WHAT IS ASKED: In the pandas thread below, condense the paragraph that begins "Im trying to retrieve" into a short bulleted list that keeps its main facts.

___ TEXT SHOWN

Reputation: 109
Im trying to retrieve only the max values (including the multi index values) from a pandas dataframe that has multiple indexes. The dataframe I have is generated via a groupby and column selection ('tOfmAJyI') like this:
df.groupby('id')['tOfmAJyI'].value_counts()
Out[4]:
id tOfmAJyI
3 mlNXN 4
SSvEP 2
hCIpw 2
5 SSvEP 2
hCIpw 1
mlNXN 1
11 mlNXN 2
SSvEP 1
...
What I would like to achieve is to get the max values including their corresponding index values. So something like:
id tOfmAJyI
3 mlNXN 4
5 SSvEP 2
11 mlNXN 2
...
Any ideas how I can achieve this? I was able to get the id and max value but I'm still trying to get the corresponding value of 'tOfmAJyI'.
Upvotes: 11
Views: 8281
Reputation: 1776
If you don't have previously sorted values, I think the best general answer is this variation of the one by ffggk which avoids duplicate index.
df.groupby(level=0, group_keys=False).nlargest(1)
Example:
>> df
id tOfmAJyI
3 mlNXN 4
SSvEP 2
hCIpw 2
5 SSvEP 2
hCIpw 1
mlNXN 1
11 mlNXN 2
SSvEP 1
Name: val, dtype: int64
>> df.groupby(level=0, group_keys=False).nlargest(1)

______
___ RECORD LIST

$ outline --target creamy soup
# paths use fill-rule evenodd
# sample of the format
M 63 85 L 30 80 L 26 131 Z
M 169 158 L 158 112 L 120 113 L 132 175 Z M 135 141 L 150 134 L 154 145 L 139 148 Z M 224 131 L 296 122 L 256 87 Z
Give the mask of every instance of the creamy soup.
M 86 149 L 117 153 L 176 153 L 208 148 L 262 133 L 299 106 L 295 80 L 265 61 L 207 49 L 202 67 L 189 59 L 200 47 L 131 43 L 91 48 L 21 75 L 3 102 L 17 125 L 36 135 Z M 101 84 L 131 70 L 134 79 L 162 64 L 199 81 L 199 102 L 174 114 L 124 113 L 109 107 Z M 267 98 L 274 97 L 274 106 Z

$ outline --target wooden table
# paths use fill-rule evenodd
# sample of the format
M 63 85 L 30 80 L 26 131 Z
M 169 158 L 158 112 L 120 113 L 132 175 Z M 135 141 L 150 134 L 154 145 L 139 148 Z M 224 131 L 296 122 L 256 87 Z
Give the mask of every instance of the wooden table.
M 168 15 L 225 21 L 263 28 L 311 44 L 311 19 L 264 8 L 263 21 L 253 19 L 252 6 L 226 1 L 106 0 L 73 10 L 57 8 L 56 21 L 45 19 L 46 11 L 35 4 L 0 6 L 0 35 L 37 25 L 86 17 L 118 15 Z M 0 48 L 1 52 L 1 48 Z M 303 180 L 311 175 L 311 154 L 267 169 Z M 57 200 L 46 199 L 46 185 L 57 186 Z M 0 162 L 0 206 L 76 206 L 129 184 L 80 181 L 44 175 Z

______

EXERCISE SOLUTION:
- Goal: retrieve only the max values, including their multi-index values, from a pandas dataframe with multiple indexes.
- The dataframe comes from a groupby and the selection of the column 'tOfmAJyI'.